> SOURCE TEXT:
Start of Block

Extraction
AIExtraction pulls structured data from documents using AI and a schema. Define the fields you need (e.g., invoice number, total amount, line items), and DocLD extracts values with confidence scores and citations. DocLD uses zero-shot extraction: no training on your documents is required.
How Extraction Works
Document + Schema → AI Extraction → Field Results + Confidence + Citations
- Schema — Define fields, types, and instructions in a schema
- Document — Send document (or document ID) to the extraction API
- Extract — LLM identifies and extracts values matching the schema
- Validate — Confidence scores indicate reliability per field
- Return — Field values, confidence, and citations are returned
- Correct — Manually fix low-confidence or incorrect values; optionally promote to ground truth
Extraction runs asynchronously for large documents; use jobs and webhooks to track completion.
Pipeline Diagram
| Stage | Input | Output |
|---|---|---|
| Parse | Document file | Text, tables, layout |
| Extract | Text + Schema | Field values |
| Score | Extracted values | Confidence scores |
| Cite | Source passages | Citations per field |
Parsing runs first (or uses existing parsed content). Extraction consumes the parsed text and applies the schema.
Output
| Component | Description |
|---|---|
| Field values | Extracted data in your schema structure |
| Confidence | Per-field and overall scores (0–1) |
| Citations | Where each value was found (text, page, coordinates) |
Use confidence scores to prioritize review. Low-confidence fields should be verified against the citation.

End of Block

> RECORDS:
Start of Block

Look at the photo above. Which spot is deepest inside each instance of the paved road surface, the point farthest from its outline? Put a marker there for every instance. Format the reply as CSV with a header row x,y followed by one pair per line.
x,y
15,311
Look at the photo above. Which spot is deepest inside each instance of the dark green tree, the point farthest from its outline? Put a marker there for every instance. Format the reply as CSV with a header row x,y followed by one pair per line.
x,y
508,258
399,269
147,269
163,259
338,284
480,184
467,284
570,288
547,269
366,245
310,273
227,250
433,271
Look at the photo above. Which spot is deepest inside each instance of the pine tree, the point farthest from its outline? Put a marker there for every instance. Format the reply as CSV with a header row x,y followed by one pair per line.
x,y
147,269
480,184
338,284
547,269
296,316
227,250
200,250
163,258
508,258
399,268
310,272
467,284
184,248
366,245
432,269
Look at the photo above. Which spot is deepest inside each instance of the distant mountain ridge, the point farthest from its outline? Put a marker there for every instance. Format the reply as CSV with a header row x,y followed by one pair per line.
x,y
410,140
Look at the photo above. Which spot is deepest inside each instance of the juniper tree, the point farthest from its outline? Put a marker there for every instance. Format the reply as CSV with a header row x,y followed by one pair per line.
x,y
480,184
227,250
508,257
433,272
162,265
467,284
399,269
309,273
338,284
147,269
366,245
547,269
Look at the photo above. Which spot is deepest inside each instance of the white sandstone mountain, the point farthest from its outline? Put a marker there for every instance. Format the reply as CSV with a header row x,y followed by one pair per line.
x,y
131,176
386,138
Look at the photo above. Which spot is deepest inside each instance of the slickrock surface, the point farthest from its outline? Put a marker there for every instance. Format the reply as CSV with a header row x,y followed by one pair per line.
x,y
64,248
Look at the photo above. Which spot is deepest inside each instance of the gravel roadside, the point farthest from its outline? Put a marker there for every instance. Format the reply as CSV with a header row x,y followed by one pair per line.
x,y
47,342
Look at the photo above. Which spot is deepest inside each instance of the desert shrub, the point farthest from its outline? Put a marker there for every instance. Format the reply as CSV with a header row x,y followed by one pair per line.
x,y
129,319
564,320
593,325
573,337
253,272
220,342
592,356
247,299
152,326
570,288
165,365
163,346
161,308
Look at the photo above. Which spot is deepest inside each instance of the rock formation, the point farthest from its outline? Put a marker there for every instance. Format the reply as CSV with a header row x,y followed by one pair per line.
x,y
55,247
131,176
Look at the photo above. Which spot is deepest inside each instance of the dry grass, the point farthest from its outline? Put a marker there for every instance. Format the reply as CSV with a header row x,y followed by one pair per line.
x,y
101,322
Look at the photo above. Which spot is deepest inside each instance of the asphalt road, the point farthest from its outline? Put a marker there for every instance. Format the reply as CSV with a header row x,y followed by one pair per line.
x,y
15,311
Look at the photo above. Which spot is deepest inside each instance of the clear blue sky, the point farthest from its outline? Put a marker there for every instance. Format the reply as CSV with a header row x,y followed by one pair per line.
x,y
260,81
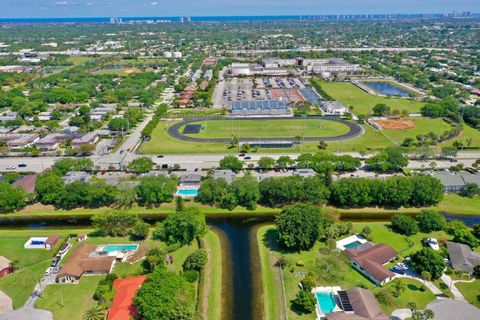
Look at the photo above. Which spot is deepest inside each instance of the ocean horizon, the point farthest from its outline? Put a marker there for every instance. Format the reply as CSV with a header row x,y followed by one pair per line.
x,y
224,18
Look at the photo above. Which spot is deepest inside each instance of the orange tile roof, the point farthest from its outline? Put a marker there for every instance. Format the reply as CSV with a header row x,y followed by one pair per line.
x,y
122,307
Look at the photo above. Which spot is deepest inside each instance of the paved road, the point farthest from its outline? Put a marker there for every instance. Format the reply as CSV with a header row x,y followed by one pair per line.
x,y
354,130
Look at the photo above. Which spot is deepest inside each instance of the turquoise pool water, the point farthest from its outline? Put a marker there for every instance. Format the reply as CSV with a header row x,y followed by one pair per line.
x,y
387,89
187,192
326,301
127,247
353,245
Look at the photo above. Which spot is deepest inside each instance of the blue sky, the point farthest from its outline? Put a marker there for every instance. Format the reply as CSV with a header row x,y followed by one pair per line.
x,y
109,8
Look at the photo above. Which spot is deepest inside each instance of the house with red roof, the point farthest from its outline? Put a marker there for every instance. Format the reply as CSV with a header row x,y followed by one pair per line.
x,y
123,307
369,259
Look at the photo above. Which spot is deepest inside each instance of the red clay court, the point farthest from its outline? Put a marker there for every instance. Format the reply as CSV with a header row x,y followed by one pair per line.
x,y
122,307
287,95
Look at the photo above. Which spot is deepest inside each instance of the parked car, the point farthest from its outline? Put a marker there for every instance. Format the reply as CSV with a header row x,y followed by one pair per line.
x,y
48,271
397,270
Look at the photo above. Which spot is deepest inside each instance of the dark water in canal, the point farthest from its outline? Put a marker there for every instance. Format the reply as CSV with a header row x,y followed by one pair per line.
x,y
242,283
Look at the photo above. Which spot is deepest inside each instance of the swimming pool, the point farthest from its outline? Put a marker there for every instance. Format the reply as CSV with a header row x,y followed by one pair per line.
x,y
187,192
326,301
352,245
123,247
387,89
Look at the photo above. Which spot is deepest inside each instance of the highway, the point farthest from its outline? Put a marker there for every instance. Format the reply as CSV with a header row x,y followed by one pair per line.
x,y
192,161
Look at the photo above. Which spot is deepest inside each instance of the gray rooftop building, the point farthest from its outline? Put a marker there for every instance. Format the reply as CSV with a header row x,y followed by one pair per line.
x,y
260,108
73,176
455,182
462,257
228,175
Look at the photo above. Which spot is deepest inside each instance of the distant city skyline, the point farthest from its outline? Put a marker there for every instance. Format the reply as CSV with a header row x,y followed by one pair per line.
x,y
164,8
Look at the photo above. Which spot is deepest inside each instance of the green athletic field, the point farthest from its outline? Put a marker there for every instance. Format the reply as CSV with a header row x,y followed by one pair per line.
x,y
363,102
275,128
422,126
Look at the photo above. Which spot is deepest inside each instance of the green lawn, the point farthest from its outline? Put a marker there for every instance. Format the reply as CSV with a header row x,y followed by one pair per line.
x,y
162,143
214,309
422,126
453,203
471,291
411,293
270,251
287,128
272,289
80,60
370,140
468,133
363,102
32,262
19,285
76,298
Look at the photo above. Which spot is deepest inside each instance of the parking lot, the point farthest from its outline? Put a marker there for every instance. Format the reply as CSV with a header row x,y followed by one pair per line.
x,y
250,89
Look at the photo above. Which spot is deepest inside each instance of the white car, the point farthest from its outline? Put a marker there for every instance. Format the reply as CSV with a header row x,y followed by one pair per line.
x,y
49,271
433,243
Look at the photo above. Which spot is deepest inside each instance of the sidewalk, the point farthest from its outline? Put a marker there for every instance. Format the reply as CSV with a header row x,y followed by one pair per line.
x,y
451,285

End of Block

> WORK INSTRUCTION 1:
Answer these questions from the DocLD extraction page:
(a) What kind of extraction does DocLD use, and what does that mean for training on your documents?
(b) On what scale are confidence scores given?
(c) What three details does a citation give about where a value was found?
> WORK INSTRUCTION 2: Summarize the DocLD extraction page in two sentences.
> WORK INSTRUCTION 3: Write the next part of the DocLD extraction page, picking up after its last sentence.
The entries are separate material and are not part of the DocLD extraction page.

> RESPONSE 1:
(a) DocLD uses zero-shot extraction, so no training on your documents is required.
(b) Confidence scores are given on a scale from 0 to 1.
(c) A citation gives the text, the page, and the coordinates.

> RESPONSE 2: DocLD uses AI and a user-defined schema to pull structured data from documents without training on them, returning field values with confidence scores and citations. Parsing runs before extraction, large documents are processed asynchronously, and users can rely on confidence scores to decide which fields to review.

> RESPONSE 3:
Retries and Error Handling
- Retries — Failed extractions can be retried; transient errors (rate limits, timeouts) may succeed on retry
- Partial results — Some fields may extract successfully while others fail; results include per-field status
- Error details — API returns error messages for failed extractions; inspect schema and document for issues
For batch processing, handle partial success: some documents may extract fully while others fail or return low confidence.
Prebuilt Schemas
DocLD offers prebuilt schemas for common document types: Invoice, Receipt, Contract, NDA, Resume, Bank Statement, and more. Use them directly or as templates for custom schemas. Form detection can suggest a prebuilt schema for mixed document batches.
Ground Truth
Set verified values to measure extraction accuracy and compare runs. Ground truth enables quality analytics and schema tuning. Corrections made during review can be promoted to ground truth for future accuracy measurement.
Related Concepts
Extraction uses schemas and produces confidence scores and citations. Prebuilt schemas accelerate setup. Zero-shot extraction requires no training. Jobs and webhooks track async extraction.